● **Supplied entries**

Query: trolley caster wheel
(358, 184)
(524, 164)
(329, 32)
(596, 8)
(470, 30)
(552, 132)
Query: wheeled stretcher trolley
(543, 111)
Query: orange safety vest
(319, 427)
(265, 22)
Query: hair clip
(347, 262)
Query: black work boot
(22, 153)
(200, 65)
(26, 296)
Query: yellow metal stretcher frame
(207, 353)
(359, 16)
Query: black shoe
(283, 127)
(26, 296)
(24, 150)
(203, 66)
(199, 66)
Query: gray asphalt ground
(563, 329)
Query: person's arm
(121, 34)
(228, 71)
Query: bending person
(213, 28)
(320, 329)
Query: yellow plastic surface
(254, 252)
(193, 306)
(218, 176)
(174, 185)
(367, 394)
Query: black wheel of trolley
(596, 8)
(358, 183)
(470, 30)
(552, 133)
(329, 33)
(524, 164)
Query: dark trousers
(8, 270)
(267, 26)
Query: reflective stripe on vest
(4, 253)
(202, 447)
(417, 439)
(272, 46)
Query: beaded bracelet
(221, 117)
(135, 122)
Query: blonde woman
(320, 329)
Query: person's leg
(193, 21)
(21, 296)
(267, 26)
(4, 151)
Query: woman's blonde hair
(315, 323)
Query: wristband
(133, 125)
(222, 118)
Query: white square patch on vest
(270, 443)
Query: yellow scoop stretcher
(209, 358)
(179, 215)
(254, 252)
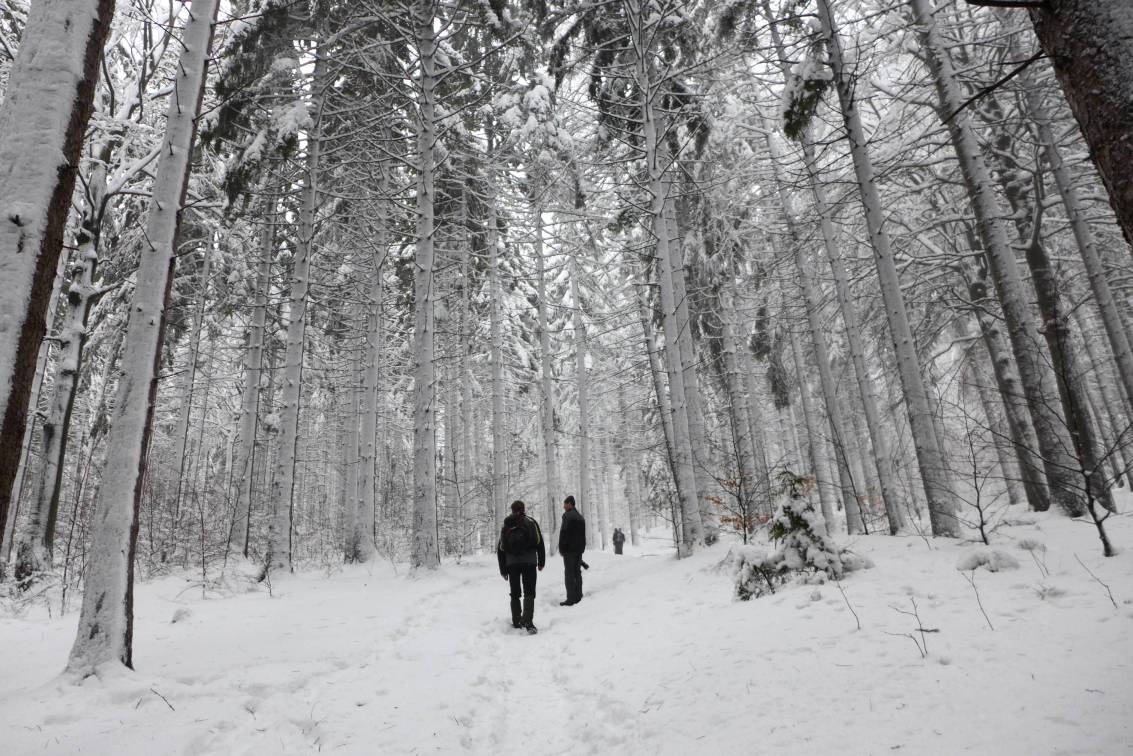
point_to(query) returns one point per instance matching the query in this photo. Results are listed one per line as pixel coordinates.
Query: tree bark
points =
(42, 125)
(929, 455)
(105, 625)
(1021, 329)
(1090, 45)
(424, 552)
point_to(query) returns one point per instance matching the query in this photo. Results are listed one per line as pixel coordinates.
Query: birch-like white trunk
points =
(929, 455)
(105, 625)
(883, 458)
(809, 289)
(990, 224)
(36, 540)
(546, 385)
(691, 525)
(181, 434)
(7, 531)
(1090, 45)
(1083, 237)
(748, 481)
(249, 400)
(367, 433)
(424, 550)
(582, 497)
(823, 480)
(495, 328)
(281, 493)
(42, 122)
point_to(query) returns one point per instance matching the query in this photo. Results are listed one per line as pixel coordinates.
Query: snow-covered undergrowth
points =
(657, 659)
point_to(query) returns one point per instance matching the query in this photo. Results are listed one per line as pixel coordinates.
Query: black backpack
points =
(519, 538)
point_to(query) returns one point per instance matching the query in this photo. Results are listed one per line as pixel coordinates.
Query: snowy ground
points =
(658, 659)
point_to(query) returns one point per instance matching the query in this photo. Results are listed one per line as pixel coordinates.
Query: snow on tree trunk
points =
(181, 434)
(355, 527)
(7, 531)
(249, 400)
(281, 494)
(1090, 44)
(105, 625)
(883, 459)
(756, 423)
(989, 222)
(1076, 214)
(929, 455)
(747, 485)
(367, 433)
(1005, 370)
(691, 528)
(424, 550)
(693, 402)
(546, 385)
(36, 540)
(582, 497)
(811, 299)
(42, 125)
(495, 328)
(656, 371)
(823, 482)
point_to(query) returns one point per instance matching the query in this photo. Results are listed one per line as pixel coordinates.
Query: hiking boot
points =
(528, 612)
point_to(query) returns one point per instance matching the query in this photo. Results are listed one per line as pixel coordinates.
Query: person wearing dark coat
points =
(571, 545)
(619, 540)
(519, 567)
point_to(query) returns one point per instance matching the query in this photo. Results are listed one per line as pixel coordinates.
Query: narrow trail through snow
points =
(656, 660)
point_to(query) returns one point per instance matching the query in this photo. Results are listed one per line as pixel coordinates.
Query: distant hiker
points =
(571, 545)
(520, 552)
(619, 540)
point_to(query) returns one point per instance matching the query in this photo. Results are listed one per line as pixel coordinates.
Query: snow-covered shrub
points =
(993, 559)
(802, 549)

● **What is needed**
Go through the data above and transcribe it in full, omitting any image.

● **Result**
Query: trolley caster wheel
(358, 184)
(524, 164)
(329, 32)
(596, 8)
(470, 30)
(552, 132)
Query: wheeled stretcher trolley
(543, 111)
Query: orange safety vest
(319, 427)
(265, 22)
Query: hair clip
(347, 262)
Query: black work boot
(22, 153)
(200, 65)
(26, 296)
Query: yellow metal stretcher frame
(207, 353)
(359, 16)
Query: black shoe
(283, 127)
(26, 296)
(24, 150)
(203, 66)
(199, 66)
Query: gray asphalt ground
(563, 329)
Query: person's arm
(121, 34)
(228, 71)
Query: bending person
(213, 28)
(320, 329)
Query: yellow plastic surface
(254, 252)
(193, 306)
(218, 176)
(174, 185)
(367, 394)
Query: black wheel of trolley
(596, 8)
(358, 183)
(470, 30)
(552, 133)
(329, 33)
(524, 164)
Query: dark trousers
(8, 270)
(267, 26)
Query: reflective stripe on vest
(4, 253)
(202, 447)
(417, 439)
(272, 46)
Query: beaded bracelet
(221, 117)
(135, 122)
Query: blonde woman
(320, 329)
Query: person's leg
(193, 21)
(21, 296)
(267, 26)
(4, 151)
Query: woman's blonde hair
(315, 323)
Query: wristband
(133, 125)
(222, 118)
Query: white square patch on vest
(270, 443)
Query: yellow scoop stretcher
(209, 358)
(179, 215)
(254, 252)
point_to(query) returns one point per instance matching the query in this photo. Results are listed one per line as pixel coordinates.
Query: tree bark
points =
(42, 125)
(929, 455)
(105, 625)
(1021, 329)
(1090, 45)
(424, 552)
point_to(query) returns one point per instance matching the query in this photo. Results are listed one per line as pixel coordinates.
Query: birch-like white trunk
points =
(929, 455)
(105, 625)
(883, 458)
(809, 289)
(990, 224)
(36, 540)
(546, 385)
(691, 525)
(181, 434)
(7, 531)
(1090, 45)
(1083, 237)
(748, 481)
(249, 400)
(367, 433)
(424, 550)
(582, 497)
(823, 480)
(495, 328)
(281, 493)
(42, 122)
point_to(query) returns one point per instance matching the query in this photo. Results are listed one per line as pixel coordinates.
Query: snow-covered undergrowth
points =
(657, 659)
point_to(query) returns one point per instance matching the query in this photo. Results are listed one per line as pixel coordinates.
Query: black backpack
points =
(519, 538)
point_to(query) returns one point per instance matching the query in this photo. Results are listed one per line as pixel coordinates.
Query: snowy ground
points =
(658, 659)
point_to(query) returns one point per instance matching the query in this photo. Results are listed one per line as pixel coordinates.
Query: snow on tree trunk
points =
(181, 434)
(355, 527)
(7, 531)
(249, 400)
(281, 494)
(1090, 44)
(105, 625)
(883, 459)
(756, 423)
(989, 222)
(1076, 214)
(929, 455)
(747, 485)
(367, 433)
(1005, 370)
(691, 528)
(424, 550)
(693, 402)
(546, 385)
(36, 540)
(582, 497)
(811, 299)
(42, 125)
(495, 328)
(656, 371)
(823, 482)
point_to(query) returns one point per instance matching the query in this photo. Results are listed one per line as pixel coordinates.
Query: hiking boot
points =
(528, 612)
point_to(query) returns one point per instance matching the query in this photo. Results are listed one per line as pixel coordinates.
Query: person wearing dark coat
points =
(571, 545)
(619, 540)
(519, 567)
point_to(query) returns one point per instance matching the query in this photo. Results are listed one per line as pixel coordinates.
Query: narrow trail through snow
points =
(656, 660)
point_to(query) returns one point per instance matching the query in this photo. Results are listed one per line as pixel coordinates.
Query: distant hiker
points =
(571, 545)
(520, 552)
(619, 540)
point_to(query) returns one point per instance matching the query in this photo. Results are listed one per line as pixel coordinates.
Query: snow-covered shrub
points =
(993, 559)
(802, 549)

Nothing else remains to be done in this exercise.